## Exercise requirements:
Copy the material word for word, starting at the line that contains "indicate the sun" and continuing up to and including the last line of the material.

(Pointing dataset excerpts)
--- Start ---
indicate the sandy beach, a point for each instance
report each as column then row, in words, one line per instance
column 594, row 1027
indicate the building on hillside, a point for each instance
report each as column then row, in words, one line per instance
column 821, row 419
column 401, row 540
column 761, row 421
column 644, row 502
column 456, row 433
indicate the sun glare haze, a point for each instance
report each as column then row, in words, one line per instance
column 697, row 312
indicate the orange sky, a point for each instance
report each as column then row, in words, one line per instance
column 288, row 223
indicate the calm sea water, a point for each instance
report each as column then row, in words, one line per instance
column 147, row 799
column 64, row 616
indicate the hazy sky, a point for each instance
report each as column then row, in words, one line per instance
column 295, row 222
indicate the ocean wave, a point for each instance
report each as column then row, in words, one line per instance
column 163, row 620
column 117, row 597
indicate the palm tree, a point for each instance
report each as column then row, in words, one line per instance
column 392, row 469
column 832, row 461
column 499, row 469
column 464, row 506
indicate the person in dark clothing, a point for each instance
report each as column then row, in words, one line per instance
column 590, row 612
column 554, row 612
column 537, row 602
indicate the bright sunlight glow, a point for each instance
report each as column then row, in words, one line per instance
--- End ---
## Finished task:
indicate the sun glare haze, a point for each instance
report each as column then row, in words, one line per instance
column 697, row 312
indicate the orange sky, a point for each instance
report each as column then row, in words, one line per instance
column 288, row 223
indicate the calm sea water, a point for each instance
report each as column then row, in words, one line per instance
column 147, row 799
column 64, row 616
indicate the hazy sky, a point for each instance
report each as column then row, in words, one line per instance
column 295, row 222
indicate the ocean wave, a point for each instance
report each as column then row, in words, one line per instance
column 163, row 620
column 117, row 597
indicate the palm tree, a point for each instance
report each as column then row, in words, one line per instance
column 392, row 469
column 832, row 461
column 499, row 469
column 464, row 506
indicate the person in dark clothing, a point for each instance
report each as column then row, in words, one line per instance
column 590, row 612
column 554, row 612
column 537, row 602
indicate the bright sunlight glow, a point for each instance
report each as column then row, in words, one line per instance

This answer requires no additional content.